* LESETEXT *
########################################
Tobias Christoph Huch (* 10. August 1981 in Mainz) ist ein ehemaliger deutscher Unternehmer und Aktivist. Er ist seit 2005 als Politiker (FDP) und seit 2014 auch als Aktivist der Flüchtlingshilfe, Journalist und Buchautor tätig.
2000 gründete Huch mit 18 Jahren die Erodata GmbH. Diese betrieb das Altersverifikationssystem ueber18.de und firmierte später unter Resisto IT GmbH. Huch wurde mit diesem Unternehmen dreimal mit einem Eroticline Award ausgezeichnet: 2005 wurde ueber18.de als „bestes Jugendschutzsystem“ ausgezeichnet;[1] 2006 erhielt Huch einen Ehrenpreis „für seinen Einsatz für die Branche“ und 2007 einen Ehrenpreis „für besondere Verdienste in der Zusammenführung Online/Offline“.[2][3] Die Resisto IT GmbH wurde nach Eröffnung des Insolvenzverfahrens am 5. Juni 2013 aufgelöst.[4]
Huch betrieb noch einige andere Unternehmen, von denen manche bis 2018 existierten. Insbesondere in den Jahren bis 2010 brachte er sich und seine Unternehmen durch Hacks bzw. Hinweise auf Datenlücken und gerichtliche Verfahren oftmals ins öffentliche Gespräch.
########################################
* EXTRAHIERTE DATEN *
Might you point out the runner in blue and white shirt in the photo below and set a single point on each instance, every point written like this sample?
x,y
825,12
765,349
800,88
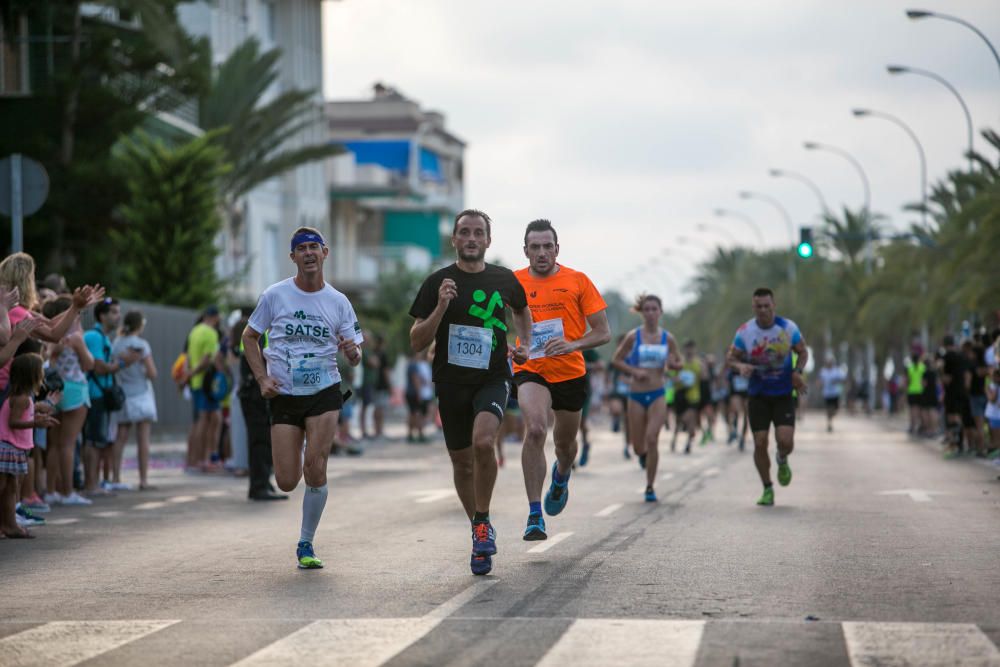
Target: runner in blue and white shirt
x,y
306,322
762,352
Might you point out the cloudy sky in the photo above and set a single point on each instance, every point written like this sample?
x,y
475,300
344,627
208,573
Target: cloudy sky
x,y
627,123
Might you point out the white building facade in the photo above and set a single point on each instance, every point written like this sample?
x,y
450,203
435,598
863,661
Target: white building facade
x,y
255,255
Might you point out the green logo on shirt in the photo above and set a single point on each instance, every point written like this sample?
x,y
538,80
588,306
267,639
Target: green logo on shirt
x,y
486,314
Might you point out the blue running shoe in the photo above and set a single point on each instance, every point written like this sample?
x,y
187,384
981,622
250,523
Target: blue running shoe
x,y
481,564
535,530
307,558
484,539
557,496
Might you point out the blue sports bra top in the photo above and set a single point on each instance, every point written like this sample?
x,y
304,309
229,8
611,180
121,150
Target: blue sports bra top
x,y
648,356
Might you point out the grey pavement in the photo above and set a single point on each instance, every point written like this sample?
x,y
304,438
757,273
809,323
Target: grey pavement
x,y
879,553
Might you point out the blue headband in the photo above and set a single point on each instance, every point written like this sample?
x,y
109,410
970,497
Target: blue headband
x,y
306,237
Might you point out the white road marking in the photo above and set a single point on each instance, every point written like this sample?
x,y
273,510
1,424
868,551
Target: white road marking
x,y
432,495
593,642
155,504
549,543
916,495
609,510
918,644
65,643
357,642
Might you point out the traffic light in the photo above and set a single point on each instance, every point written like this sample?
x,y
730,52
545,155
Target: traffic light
x,y
805,248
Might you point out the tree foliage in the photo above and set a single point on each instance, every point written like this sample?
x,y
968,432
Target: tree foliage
x,y
165,244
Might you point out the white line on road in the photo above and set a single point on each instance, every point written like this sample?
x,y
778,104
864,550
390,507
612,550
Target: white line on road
x,y
153,505
432,495
918,644
65,643
609,510
549,543
638,643
357,642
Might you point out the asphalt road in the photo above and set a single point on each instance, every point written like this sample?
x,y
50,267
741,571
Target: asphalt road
x,y
879,553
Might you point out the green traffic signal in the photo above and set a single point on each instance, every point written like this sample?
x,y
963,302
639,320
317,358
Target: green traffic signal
x,y
805,247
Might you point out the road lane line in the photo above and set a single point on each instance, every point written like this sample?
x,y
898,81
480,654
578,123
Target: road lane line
x,y
66,643
596,642
549,543
156,504
609,510
918,644
357,642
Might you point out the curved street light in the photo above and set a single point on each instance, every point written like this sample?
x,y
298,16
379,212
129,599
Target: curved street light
x,y
864,113
917,14
725,213
785,173
902,69
816,146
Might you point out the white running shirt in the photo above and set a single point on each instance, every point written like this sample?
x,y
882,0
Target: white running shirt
x,y
303,330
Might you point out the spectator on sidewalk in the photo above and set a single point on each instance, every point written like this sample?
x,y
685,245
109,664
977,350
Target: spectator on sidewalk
x,y
202,349
97,436
136,380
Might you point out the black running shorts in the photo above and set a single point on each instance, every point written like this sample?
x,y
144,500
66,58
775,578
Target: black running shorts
x,y
294,410
766,410
459,404
570,395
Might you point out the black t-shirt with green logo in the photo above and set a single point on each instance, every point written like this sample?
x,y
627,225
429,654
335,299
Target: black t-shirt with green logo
x,y
482,302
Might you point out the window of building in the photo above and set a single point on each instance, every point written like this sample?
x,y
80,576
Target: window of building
x,y
14,57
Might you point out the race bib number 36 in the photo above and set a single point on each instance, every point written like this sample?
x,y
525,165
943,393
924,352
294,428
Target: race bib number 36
x,y
541,333
469,347
309,375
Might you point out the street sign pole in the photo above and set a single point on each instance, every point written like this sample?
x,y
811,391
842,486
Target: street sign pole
x,y
16,214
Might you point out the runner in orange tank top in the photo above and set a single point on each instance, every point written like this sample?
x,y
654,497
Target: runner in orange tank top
x,y
563,303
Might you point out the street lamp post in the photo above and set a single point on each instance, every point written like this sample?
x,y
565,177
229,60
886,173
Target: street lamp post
x,y
862,113
814,146
784,173
725,213
902,69
788,221
917,14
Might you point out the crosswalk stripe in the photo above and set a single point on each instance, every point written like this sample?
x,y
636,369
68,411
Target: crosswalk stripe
x,y
66,643
609,510
549,543
918,644
593,642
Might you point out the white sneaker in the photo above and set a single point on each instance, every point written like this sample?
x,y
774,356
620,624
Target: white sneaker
x,y
76,499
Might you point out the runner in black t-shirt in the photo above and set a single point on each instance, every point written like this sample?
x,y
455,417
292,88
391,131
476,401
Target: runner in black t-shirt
x,y
956,376
462,308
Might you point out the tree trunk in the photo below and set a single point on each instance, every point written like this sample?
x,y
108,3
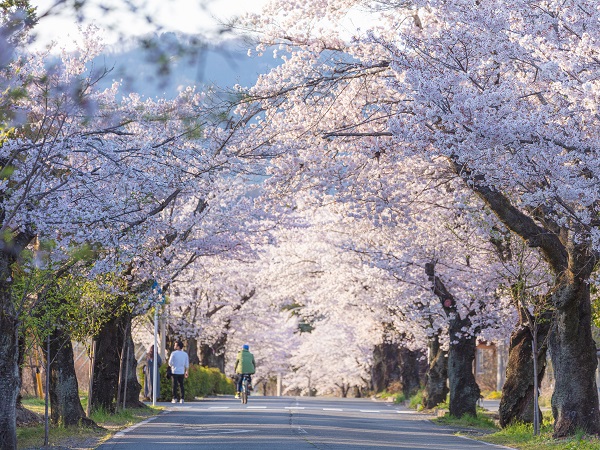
########################################
* AUFGABEN *
(A) In welchem Jahr gründete Huch laut dem Lesetext die Erodata GmbH?
(B) Ermittle, wie viele Zeilen der Datensätze die Zeichenkette „road“ enthalten, und gib ausschließlich die Zahl an.
Lesetext und Datensätze sind inhaltlich voneinander unabhängig.

* GELÖSTE ÜBUNG *
(A) 2000

(B) 8